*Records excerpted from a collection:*
_____

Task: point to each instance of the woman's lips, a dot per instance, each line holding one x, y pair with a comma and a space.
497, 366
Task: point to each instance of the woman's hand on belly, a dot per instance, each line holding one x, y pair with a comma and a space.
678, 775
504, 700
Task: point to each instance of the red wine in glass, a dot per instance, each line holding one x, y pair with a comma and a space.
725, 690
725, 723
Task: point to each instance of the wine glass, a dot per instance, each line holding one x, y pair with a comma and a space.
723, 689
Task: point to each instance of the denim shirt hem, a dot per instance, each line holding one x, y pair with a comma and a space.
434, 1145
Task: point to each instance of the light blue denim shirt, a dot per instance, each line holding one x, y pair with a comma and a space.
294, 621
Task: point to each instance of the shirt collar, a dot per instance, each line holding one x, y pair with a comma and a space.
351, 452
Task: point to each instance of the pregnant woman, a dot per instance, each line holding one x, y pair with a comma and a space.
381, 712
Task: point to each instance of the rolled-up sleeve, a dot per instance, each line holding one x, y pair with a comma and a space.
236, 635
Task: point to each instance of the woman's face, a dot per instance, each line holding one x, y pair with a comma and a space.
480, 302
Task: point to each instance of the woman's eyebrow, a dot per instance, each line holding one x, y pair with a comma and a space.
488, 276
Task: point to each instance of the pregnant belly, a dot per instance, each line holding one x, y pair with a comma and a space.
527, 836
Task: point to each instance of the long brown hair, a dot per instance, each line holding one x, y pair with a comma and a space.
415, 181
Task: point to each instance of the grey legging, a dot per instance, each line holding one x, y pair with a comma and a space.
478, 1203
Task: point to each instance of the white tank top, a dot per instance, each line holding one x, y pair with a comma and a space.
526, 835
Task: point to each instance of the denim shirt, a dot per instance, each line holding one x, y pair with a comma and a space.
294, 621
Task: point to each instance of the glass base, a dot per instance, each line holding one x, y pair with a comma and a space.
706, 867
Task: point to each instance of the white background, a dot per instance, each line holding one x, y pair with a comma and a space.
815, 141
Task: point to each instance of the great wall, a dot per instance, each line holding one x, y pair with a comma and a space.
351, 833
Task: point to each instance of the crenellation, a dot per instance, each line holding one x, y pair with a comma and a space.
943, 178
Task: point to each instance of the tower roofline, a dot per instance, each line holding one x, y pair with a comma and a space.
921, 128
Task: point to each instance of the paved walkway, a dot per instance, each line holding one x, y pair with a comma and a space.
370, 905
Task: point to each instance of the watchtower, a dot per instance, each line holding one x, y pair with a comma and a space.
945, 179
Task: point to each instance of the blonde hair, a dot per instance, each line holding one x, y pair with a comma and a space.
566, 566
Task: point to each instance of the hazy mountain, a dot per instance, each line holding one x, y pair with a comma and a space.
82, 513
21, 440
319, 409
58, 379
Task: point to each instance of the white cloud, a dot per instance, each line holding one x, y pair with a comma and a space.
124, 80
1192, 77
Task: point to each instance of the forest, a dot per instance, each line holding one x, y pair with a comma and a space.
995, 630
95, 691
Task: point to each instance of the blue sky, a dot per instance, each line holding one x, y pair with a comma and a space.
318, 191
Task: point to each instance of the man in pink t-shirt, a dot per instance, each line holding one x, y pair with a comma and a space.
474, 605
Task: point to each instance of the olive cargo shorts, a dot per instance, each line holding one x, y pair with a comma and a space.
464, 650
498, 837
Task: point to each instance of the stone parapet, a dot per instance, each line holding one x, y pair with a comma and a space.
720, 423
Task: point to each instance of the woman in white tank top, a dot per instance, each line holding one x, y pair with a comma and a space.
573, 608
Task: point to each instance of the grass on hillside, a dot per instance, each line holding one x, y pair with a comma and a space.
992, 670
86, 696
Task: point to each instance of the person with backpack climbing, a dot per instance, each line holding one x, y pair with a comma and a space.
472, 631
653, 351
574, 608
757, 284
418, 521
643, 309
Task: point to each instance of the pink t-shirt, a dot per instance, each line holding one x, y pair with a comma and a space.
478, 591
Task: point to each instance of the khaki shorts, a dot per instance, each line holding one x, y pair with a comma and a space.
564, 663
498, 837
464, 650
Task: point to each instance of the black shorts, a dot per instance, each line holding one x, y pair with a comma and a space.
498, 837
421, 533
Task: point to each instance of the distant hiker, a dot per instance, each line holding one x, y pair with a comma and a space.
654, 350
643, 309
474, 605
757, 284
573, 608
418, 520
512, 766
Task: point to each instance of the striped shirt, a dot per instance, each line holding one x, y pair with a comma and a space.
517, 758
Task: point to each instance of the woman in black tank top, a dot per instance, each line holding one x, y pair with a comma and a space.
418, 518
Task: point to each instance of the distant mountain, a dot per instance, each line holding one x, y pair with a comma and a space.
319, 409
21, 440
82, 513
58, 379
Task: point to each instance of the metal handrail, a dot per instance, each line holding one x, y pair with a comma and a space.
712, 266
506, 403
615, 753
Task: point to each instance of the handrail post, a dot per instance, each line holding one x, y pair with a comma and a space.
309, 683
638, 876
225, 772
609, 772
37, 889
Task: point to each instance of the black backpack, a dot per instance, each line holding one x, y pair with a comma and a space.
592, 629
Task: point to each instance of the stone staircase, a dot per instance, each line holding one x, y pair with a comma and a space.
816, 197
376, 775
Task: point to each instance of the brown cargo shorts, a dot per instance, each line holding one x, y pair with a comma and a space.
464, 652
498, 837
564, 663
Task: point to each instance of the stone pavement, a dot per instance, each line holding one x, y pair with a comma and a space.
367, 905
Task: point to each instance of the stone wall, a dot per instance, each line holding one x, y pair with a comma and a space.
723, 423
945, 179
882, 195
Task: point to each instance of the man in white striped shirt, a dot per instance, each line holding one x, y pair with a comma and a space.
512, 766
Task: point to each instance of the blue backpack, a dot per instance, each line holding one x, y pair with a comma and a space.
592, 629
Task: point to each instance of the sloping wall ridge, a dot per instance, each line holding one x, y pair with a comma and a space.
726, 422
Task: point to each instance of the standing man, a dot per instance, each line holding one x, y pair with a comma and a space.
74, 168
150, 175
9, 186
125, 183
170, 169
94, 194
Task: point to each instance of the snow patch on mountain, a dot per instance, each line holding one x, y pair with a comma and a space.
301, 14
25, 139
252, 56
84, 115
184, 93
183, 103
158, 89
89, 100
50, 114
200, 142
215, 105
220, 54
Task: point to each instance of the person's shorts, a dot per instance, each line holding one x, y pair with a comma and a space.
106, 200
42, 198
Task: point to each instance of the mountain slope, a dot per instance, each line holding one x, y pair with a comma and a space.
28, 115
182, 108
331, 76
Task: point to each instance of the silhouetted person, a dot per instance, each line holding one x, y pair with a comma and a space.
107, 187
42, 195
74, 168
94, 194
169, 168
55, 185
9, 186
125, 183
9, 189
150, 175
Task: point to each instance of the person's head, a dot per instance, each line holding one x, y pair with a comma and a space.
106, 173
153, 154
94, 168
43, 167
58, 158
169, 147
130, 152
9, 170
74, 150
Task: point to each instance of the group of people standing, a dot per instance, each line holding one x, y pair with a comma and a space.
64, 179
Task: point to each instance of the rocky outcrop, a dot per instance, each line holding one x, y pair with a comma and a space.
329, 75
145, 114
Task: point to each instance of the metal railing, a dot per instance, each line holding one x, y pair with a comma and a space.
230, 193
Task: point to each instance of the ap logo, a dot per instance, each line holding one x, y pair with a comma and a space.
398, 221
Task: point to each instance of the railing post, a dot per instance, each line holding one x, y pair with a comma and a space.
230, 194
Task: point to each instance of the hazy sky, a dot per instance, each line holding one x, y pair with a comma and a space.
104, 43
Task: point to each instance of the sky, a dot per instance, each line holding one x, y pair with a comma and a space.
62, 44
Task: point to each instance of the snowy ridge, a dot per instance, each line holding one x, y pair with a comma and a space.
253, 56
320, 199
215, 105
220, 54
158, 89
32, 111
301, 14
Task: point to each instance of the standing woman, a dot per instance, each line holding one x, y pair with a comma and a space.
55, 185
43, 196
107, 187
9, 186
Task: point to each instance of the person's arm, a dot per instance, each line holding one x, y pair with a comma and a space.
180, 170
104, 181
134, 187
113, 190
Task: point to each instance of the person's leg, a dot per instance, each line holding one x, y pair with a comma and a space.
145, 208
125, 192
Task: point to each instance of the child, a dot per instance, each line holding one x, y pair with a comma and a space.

_____

*What you will do:*
Starting from the line that contains "Task: point to each instance of the person's leg, a", reproduce each line of the data exactly through the last one.

*Answer to the exercise:*
Task: point to each instance of the person's leg, a dot per instance, each line holding one x, y pair with a comma and a space.
145, 208
125, 192
Task: point to each instance of the child, a dot per instance, each line holding one x, y pair with a comma and a space.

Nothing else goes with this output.